*Consignes*:
(a) Modifiez le passage de l'extrait sur les calculs de base qui va de « Loi de la chute » jusqu'à « l'impact : v = gt. » inclus, en remplaçant « pesanteur » par « gravité ».
(b) Reprenez l'extrait sur les calculs de base là où il s'arrête et poursuivez-le.

*Extrait*:
- - - - - - -
J'ai souvenir d'Edouard Balladur, chef du gouvernement, interrogé sur l'évolution d'un critère quantitatif  dont il vantait l'accroissement, affirmant qu'il avait augmenté de 15% puisque de 5% chaque année pendant trois années consécutives. Voilà le point, le concret. Trois augmentations consécutives de 5%, c'est une augmentation unique de 15,7625% soit 16% en arrondissant à l'unité. Les pourcentages ne s'additionnent pas. Augmenter une quantité de 5%, c'est la multiplier par 1,05. En conséquence, trois augmentations successives équivalent à une multiplication par (1,05)3, le cube de 1,05. D'où le résultat. Ne parlons pas de l'erreur "Balladur" sur 15 ans, où son accroissement cumulé de 75% serait en mettre en regard d'un accroissement réel de 108% par le calcul de (1,05)15.

S'agit-il vraiment de mathématiques? Faut-il aller chercher des professeurs d'université pour discuter de cela? N'est-on pas plutôt dans les outils de base du calcul, indispensables au citoyen pour s'y retrouver dans la valse des affirmations chiffrées dont on l'inonde?

Autre exemple:

Le norvégien Ken Stornes vient d'établir un nouveau record du monde dans le Death diving, le plongeon à risques en pleine nature, en s'élançant dans une eau glacée d'une hauteur de 40,5 mètres. Quelle était sa vitesse au moment de son impact dans l'eau? Faut-il interviewer la compétence de Cédric Vilani pour répondre? Assurément non. Mais chacun, au terme de sa formation initiale, devrait avoir suffisamment de notions sur la chute des corps et les relations entre le temps, la distance et la vitesse pour effectuer de façon autonome, les modestes calculs nécessaires.

Loi de la chute des corps : e=(1/2)gt2 , où e est l'espace parcouru (en mètres), g l'accélération de la pesanteur (≈ 9,81) et t le temps (en secondes). La vitesse v étant la dérivée de l'espace par rapport au temps, on en déduit, à l'impact : v = gt.

De e = (1/2)gt2, on tire : t2 = 2e/g, puis, t = √ (2e/g) et finalement v = √(2eg)

Pour Ken Stornes : v=√(2x40,5x9,81)

Il s'agit là de mètres par seconde. Dans une heure, il y a 3600 secondes et dans un kilomètre, mille mètres. D'où la vitesse en km/h au moment de l'impact : 3,6x√(2x40,5x9,81) soit en arrondissant sur la première décimale, une vitesse de 101,5 km/h.
- - - - - - -
*Données brutes*:
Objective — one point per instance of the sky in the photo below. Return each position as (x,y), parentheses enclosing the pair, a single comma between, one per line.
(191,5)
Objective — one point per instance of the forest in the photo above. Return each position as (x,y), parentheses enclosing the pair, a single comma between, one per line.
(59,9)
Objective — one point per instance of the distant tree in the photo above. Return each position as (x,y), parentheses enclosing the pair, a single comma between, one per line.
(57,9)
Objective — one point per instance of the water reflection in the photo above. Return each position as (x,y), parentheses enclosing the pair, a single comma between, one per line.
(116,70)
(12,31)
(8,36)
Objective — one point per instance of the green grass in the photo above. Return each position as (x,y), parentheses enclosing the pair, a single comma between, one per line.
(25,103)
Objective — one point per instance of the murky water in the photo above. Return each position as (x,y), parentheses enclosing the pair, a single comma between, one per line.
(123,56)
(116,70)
- - - - - - -
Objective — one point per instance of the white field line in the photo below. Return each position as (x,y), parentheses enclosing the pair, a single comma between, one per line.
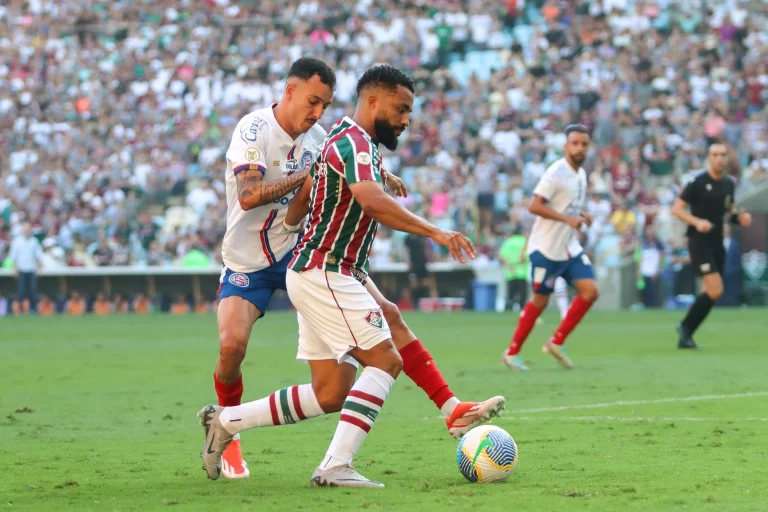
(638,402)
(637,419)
- - - - - - -
*Réponses*:
(a)
Loi de la chute des corps : e=(1/2)gt2 , où e est l'espace parcouru (en mètres), g l'accélération de la gravité (≈ 9,81) et t le temps (en secondes). La vitesse v étant la dérivée de l'espace par rapport au temps, on en déduit, à l'impact : v = gt.

(b)
Il faut une sacrée maîtrise de sa position au moment de l'entrée dans l'eau pour ne pas se tuer à cette allure-là.

Un dernier exemple:

Je suis dans une grande cour strictement triangulaire. Où dois-je me placer pour me trouver exactement à la même distance de chacun des trois murs qui la bordent. Réponse : au point d'intersection de deux des trois bissectrices du triangle. Comment déterminer une bissectrice? Je ne dispose d'aucun instrument de mesure. Je vais alors en m'efforçant de marcher à enjambées égales, mesurer en pas les longueurs des trois côtés de la cour. La technique est la même quelles que soient les valeurs trouvées. Si je nomme A, B, C les sommets de mon triangle (de ma cour), supposons AB = 40, BC = 50, CA = 60. Je sais alors que la bissectrice issue de A va rencontrer le côté opposé BC en un point A' qui divise BC dans le rapport des côtés adjacents, soit : A'B/A'C = AB/AC = 40/60 = 2/3. Ainsi, A' sera aux 2/5 de BC à partir de B. J'en déduis une longueur de 20 pas pour BA'. Je détermine ainsi A'. En marchant droit et en visant A, je peux, laissant une trace au sol, marquer ma bissectrice AA'.

Je recommence pour ma bissectrice issue de B. Elle rencontre AC en B' avec : B'A/B'C = BA/BC = 40/50 = 4/5. Ainsi, B' sera aux 4/9 de AC à partir de A. D'où une longueur pour AB' de 240/9 pas soit 26 pas 2/3. Pas idéal, mais assez bien estimable.  J'ai mon point B' et comme plus haut, ma bissectrice BB'. À l'intersection de AA' et BB', j'ai le point cherché, équidistant des trois murs.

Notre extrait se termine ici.